*What is required*: Repeat each line exactly, leaving nothing out.

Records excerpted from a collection
::::::::
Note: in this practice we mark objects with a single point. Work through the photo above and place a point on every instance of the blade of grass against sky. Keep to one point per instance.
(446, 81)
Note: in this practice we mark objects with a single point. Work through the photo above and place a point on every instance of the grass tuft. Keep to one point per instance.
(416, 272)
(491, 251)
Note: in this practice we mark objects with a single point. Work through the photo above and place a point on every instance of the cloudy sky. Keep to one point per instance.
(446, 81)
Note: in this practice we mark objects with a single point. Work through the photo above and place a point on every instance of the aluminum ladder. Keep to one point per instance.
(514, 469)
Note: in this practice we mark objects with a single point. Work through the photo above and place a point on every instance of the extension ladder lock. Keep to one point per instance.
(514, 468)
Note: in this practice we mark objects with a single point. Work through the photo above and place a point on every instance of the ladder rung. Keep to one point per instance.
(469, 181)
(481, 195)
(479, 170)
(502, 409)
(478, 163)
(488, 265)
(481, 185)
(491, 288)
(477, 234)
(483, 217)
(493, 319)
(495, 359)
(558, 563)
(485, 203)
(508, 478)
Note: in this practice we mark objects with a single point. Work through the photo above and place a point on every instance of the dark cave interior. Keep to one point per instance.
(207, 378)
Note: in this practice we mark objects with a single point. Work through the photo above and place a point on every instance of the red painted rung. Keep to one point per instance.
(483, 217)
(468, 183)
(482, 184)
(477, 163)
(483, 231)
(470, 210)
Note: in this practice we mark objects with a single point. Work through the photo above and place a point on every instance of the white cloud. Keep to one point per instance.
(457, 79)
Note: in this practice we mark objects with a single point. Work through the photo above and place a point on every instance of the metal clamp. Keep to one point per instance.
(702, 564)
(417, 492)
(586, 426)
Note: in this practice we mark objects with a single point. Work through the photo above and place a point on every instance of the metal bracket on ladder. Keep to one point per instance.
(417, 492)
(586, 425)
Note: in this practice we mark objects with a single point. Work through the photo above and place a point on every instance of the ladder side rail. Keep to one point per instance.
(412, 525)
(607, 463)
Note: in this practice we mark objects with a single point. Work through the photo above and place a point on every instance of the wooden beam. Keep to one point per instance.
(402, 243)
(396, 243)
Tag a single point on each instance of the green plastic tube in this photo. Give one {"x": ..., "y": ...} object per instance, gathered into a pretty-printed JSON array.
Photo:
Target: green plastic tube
::::::::
*Exercise output*:
Note: in this practice we mark objects with a single point. Work through the photo above and place a point on every instance of the blade of grass against sky. Keep to one point per instance.
(446, 81)
Note: in this practice we mark objects with a single point. Work through the photo above and place a point on every instance of the grass tuft. Keep to one point per instance.
(416, 272)
(491, 251)
Note: in this practice we mark objects with a single point. Work through the photo above and place a point on every instance of the cloudy sky. Keep to one point per instance.
(446, 81)
Note: in this practice we mark objects with a single point. Work through the photo above and place a point on every instance of the aluminum ladder. Keep to one point per instance.
(514, 469)
Note: in this practice we mark objects with a single point. Work through the photo above and place a point on every instance of the extension ladder lock. Keep to one point per instance.
(514, 468)
Note: in this practice we mark objects with a single point. Work through the photo above and place a point on every instance of the ladder rung. Keep to one point per instance.
(469, 181)
(481, 195)
(479, 170)
(502, 409)
(478, 163)
(488, 265)
(481, 185)
(491, 288)
(477, 234)
(483, 217)
(493, 319)
(495, 359)
(558, 563)
(485, 203)
(508, 478)
Note: in this practice we mark objects with a single point. Work through the photo above and place a point on every instance of the dark cave interior. Keep to one point per instance.
(207, 378)
Note: in this practice we mark objects with a single point. Work through the photo above and place a point on every instance of the red painted rung. Keep to one point per instance.
(483, 217)
(468, 183)
(482, 184)
(477, 163)
(483, 231)
(470, 210)
Note: in this practice we mark objects with a single point. Work through the photo above and place a point on every instance of the white cloud. Keep to one point per instance.
(457, 79)
Note: in this practice we mark objects with a single point. Work through the photo above and place a point on every instance of the metal clamp. Keep to one point per instance.
(702, 564)
(417, 492)
(586, 426)
Note: in this practice we mark objects with a single point. Work through the photo above and place a point on every instance of the metal bracket on ladder. Keep to one point per instance.
(417, 492)
(586, 425)
Note: in this practice we mark objects with a single point. Work through the photo above and place a point on every instance of the ladder side rail. Keep to one point per instance.
(412, 525)
(607, 463)
Note: in this practice we mark objects with a single point. Work through the photo above and place a point on every instance of the wooden beam. Keep to one point per instance.
(402, 243)
(396, 243)
Tag a single point on each instance of the green plastic tube in this photo. Give one {"x": ..., "y": ...} object per instance, gathered into a pretty-printed JSON array.
Photo:
Target: green plastic tube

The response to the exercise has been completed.